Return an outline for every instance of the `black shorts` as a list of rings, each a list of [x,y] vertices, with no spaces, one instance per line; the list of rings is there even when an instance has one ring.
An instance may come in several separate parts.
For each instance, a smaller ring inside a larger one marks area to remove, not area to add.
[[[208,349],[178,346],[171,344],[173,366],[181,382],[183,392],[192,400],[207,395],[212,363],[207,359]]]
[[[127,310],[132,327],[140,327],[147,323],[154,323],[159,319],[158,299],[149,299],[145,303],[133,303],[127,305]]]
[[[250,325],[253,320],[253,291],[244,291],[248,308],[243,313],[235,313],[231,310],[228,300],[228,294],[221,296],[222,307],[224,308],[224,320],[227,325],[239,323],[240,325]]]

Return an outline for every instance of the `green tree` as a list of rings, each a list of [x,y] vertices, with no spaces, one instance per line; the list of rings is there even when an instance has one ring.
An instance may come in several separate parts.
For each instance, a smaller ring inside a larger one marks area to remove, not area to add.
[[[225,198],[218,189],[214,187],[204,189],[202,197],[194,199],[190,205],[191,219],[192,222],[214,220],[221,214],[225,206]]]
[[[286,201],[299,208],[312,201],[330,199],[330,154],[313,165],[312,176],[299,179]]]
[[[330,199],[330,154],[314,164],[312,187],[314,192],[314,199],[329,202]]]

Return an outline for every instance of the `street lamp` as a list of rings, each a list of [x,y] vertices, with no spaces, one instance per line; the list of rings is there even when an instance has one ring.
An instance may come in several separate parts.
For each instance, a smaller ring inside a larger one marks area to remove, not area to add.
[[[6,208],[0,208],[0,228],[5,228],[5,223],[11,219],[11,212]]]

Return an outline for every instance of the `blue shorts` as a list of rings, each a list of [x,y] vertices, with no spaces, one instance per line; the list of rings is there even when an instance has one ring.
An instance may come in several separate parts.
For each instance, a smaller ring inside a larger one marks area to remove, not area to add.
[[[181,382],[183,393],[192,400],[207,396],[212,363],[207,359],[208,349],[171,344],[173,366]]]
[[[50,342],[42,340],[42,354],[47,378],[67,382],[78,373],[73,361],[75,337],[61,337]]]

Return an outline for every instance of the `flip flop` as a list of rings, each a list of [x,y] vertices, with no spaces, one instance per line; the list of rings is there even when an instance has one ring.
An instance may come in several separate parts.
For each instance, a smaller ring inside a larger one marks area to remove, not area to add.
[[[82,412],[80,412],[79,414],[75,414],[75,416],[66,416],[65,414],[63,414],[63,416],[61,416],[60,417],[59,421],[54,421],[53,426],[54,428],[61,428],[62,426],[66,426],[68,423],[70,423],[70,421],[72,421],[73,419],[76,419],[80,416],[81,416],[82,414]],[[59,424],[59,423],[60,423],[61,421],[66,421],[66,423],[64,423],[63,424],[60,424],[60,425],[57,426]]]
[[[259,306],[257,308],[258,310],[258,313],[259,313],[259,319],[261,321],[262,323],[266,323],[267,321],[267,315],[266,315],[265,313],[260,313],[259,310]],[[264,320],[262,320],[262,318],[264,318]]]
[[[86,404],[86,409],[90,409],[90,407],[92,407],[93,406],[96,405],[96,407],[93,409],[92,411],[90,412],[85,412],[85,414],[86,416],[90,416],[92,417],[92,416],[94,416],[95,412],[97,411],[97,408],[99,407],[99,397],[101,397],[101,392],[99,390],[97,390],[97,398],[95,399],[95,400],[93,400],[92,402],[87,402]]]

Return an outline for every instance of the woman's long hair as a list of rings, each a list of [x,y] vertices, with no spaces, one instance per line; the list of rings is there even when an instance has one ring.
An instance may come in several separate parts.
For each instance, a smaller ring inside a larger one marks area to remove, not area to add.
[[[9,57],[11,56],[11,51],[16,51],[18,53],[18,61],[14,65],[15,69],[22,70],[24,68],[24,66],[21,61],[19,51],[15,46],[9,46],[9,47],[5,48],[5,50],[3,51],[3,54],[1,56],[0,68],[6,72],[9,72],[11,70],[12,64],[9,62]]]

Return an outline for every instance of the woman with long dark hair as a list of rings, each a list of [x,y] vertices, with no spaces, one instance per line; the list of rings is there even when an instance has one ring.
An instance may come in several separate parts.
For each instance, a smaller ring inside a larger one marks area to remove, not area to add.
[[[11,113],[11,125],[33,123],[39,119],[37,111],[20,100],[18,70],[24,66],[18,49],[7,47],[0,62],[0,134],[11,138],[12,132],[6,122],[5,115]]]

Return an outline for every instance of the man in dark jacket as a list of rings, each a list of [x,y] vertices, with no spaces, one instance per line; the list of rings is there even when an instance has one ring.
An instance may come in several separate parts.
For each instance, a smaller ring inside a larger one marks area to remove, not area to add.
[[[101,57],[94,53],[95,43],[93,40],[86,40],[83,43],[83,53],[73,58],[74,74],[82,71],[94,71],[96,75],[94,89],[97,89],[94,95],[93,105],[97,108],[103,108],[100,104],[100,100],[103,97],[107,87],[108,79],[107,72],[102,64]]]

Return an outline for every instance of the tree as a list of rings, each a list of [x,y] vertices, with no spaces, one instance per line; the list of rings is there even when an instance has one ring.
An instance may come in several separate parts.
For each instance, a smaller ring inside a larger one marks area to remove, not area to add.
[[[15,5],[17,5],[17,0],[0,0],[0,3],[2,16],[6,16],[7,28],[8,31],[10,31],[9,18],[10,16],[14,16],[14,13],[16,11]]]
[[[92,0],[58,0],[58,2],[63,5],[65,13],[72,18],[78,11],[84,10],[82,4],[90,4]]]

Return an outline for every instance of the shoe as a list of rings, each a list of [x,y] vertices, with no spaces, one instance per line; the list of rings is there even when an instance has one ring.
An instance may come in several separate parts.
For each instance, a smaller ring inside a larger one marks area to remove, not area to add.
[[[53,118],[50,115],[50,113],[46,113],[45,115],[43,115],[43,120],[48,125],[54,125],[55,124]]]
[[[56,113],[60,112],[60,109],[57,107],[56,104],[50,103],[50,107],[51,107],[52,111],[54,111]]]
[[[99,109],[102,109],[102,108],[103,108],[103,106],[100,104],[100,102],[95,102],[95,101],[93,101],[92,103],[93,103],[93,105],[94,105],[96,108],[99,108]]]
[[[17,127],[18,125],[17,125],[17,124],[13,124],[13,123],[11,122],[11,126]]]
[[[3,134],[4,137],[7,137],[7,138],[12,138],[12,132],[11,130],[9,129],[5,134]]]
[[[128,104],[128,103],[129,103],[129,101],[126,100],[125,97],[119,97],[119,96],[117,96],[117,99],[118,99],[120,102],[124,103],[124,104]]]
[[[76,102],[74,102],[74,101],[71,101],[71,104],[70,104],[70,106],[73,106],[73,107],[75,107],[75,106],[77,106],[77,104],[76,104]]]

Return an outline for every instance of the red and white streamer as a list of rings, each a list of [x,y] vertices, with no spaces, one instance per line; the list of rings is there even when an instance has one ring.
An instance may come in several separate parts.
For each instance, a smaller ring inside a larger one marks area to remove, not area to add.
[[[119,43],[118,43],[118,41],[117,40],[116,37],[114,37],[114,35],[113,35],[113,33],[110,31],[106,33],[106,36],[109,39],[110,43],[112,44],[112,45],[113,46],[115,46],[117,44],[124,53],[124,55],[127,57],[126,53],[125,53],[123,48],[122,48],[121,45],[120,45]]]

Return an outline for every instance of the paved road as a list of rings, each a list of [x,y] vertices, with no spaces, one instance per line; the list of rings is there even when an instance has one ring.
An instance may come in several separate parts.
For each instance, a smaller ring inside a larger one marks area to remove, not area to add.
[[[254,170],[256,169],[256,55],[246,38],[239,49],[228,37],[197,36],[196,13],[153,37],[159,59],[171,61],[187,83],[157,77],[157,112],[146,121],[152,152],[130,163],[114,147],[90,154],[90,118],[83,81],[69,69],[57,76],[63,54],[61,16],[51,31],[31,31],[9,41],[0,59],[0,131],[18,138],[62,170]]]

•••

Exercise objective: Copy exactly the lines above, from the one containing "Return an outline for every instance of the paved" through the very last line.

Output for this task:
Return an outline for every instance of the paved road as a list of rings, each a list of [x,y] vertices, with no spaces, one instance per line; the list of rings is there even when an instance has one ring.
An instance may come in several separate parts.
For each instance, a smaller ring inside a larger one marks area to remove, not area to add.
[[[254,170],[256,169],[256,55],[246,38],[239,49],[228,37],[197,36],[196,13],[153,37],[159,59],[171,61],[187,83],[157,77],[157,112],[146,121],[152,152],[130,163],[114,147],[90,154],[90,118],[83,81],[69,69],[57,76],[63,54],[61,16],[51,31],[31,31],[9,41],[0,59],[0,131],[18,138],[62,170]]]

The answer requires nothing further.